Return each line of the records below that contains the word "positive".

**MATERIAL SHOWN**.
= Beginning of Section =

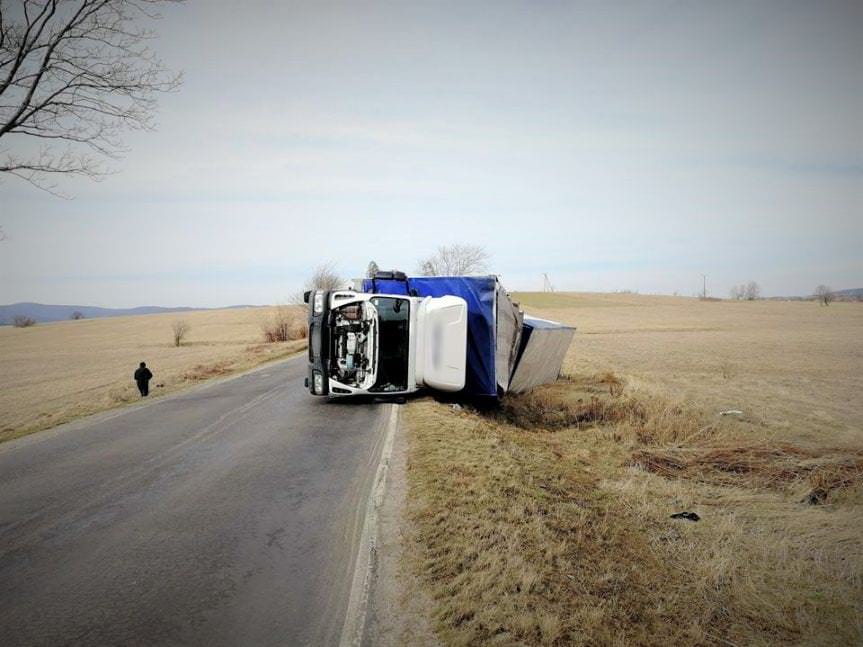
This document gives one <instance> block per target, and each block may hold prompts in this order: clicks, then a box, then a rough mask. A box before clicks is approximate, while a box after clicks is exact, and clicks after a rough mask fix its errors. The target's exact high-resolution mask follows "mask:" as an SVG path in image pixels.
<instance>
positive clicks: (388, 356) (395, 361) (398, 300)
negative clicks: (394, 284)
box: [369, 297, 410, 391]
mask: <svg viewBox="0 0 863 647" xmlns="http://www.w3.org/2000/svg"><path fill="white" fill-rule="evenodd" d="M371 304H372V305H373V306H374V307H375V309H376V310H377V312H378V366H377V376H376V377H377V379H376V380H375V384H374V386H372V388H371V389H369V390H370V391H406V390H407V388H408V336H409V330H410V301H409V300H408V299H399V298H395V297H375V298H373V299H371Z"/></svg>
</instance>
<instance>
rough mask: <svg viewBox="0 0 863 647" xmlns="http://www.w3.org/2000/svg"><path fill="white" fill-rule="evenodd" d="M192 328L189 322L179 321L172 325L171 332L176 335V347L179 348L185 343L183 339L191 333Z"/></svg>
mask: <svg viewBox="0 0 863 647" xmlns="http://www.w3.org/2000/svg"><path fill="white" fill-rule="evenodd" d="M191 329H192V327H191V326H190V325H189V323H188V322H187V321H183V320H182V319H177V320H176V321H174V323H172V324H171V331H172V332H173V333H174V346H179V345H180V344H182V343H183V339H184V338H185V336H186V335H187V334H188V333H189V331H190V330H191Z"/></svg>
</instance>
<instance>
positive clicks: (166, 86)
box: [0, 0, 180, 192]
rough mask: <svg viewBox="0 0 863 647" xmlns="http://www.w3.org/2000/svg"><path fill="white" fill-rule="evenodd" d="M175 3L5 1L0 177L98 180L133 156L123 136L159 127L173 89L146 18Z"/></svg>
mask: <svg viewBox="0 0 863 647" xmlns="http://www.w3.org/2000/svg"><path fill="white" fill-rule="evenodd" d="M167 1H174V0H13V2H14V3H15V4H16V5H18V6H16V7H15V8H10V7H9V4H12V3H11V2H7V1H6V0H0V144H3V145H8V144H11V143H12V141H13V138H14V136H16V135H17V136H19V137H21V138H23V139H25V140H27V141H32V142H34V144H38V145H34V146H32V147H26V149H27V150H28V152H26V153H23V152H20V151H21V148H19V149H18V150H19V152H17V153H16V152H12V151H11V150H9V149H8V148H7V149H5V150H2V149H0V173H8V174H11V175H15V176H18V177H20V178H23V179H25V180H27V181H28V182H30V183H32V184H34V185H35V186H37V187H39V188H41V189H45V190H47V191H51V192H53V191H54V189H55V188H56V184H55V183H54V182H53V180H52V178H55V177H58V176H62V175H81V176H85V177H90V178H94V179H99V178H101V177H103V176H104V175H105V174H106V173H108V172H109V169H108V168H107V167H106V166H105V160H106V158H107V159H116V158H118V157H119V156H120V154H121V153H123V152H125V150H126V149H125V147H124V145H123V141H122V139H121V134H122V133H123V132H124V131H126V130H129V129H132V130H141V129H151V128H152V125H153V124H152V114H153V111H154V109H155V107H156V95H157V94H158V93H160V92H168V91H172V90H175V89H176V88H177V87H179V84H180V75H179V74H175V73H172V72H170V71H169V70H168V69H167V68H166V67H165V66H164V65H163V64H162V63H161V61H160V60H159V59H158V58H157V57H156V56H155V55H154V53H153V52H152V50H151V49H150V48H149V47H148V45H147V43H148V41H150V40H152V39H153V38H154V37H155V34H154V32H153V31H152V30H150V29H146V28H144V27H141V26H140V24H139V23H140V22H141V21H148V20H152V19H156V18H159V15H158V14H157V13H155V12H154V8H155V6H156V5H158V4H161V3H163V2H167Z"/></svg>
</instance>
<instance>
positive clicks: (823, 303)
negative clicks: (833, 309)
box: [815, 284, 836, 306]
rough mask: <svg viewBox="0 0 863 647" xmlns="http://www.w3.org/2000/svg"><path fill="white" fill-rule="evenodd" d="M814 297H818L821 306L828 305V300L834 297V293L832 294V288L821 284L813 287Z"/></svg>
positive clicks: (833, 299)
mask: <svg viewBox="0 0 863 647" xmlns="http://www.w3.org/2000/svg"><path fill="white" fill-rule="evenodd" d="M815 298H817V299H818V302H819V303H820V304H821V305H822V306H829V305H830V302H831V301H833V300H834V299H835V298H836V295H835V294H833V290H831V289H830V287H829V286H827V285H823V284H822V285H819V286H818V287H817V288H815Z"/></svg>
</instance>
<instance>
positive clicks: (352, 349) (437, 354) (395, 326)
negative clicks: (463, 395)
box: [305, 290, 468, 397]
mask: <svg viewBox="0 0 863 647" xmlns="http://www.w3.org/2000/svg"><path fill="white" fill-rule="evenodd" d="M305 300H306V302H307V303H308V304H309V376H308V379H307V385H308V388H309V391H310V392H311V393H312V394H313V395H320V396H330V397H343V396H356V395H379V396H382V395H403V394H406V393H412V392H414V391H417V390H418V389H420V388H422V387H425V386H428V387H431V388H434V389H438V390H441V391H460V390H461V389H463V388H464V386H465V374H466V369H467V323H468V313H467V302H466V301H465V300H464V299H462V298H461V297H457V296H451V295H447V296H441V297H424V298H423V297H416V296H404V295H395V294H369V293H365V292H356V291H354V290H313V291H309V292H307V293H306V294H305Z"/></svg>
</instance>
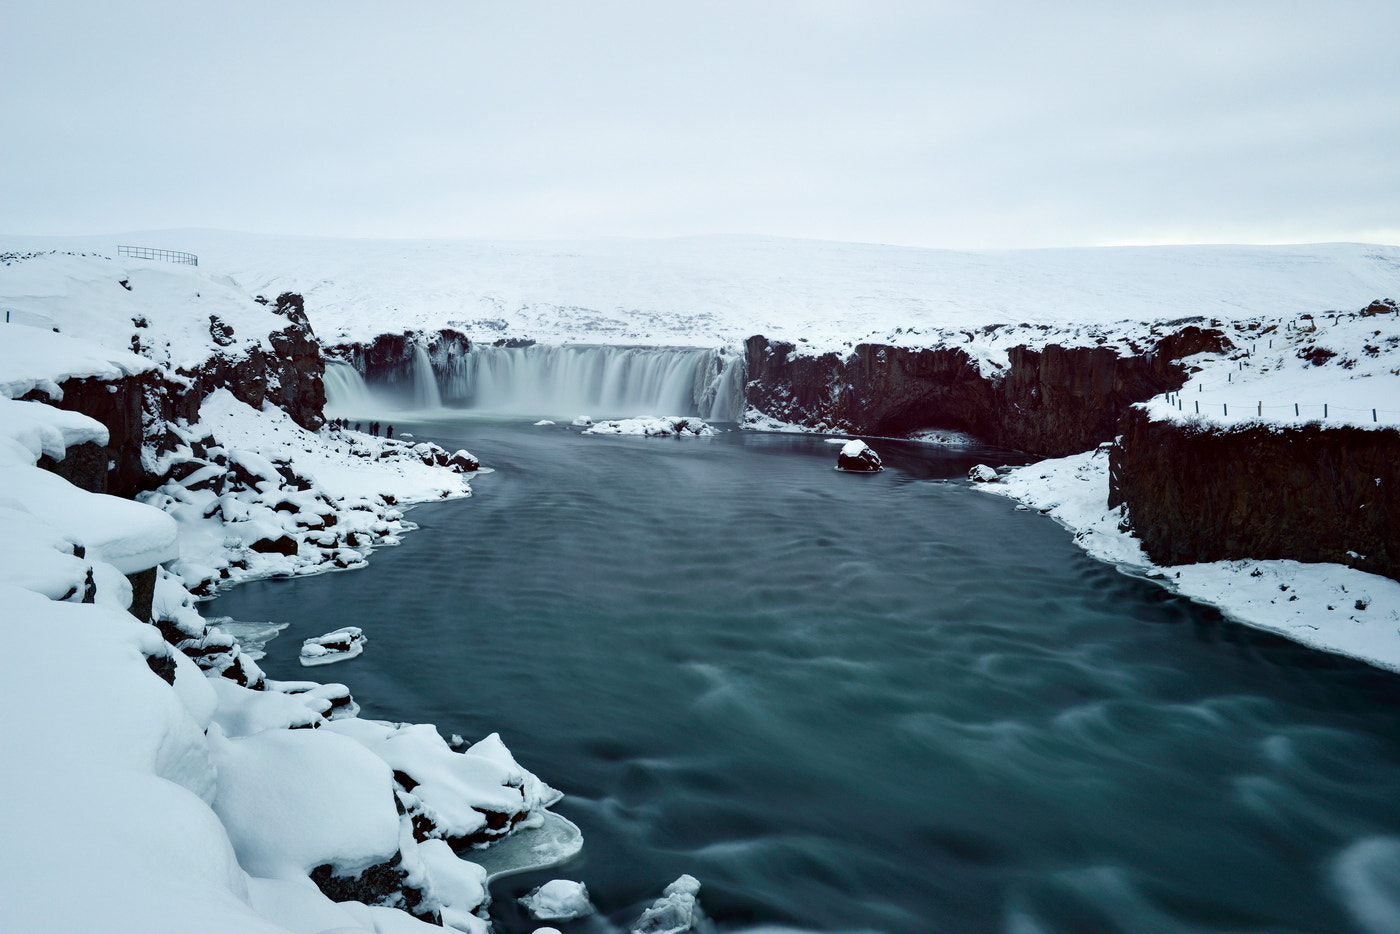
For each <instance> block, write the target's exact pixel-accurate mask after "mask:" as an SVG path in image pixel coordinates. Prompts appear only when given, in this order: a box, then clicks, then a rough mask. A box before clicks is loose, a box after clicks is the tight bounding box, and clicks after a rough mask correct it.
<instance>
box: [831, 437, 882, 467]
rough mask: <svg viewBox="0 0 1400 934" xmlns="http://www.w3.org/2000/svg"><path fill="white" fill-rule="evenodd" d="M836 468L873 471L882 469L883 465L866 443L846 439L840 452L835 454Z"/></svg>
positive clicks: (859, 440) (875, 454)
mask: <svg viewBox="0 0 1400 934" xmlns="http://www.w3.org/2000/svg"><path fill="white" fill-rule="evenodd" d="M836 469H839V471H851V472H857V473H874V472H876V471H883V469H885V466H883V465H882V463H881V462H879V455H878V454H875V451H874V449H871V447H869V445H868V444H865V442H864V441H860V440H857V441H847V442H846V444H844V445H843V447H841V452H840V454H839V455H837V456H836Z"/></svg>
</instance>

= End of Section =

**EXPECTED OUTPUT**.
positive clicks: (388, 356) (395, 361) (398, 300)
positive clicks: (166, 86)
positive clicks: (823, 303)
positive clicks: (833, 299)
positive clicks: (352, 349) (437, 354) (395, 326)
positive clicks: (859, 440) (875, 454)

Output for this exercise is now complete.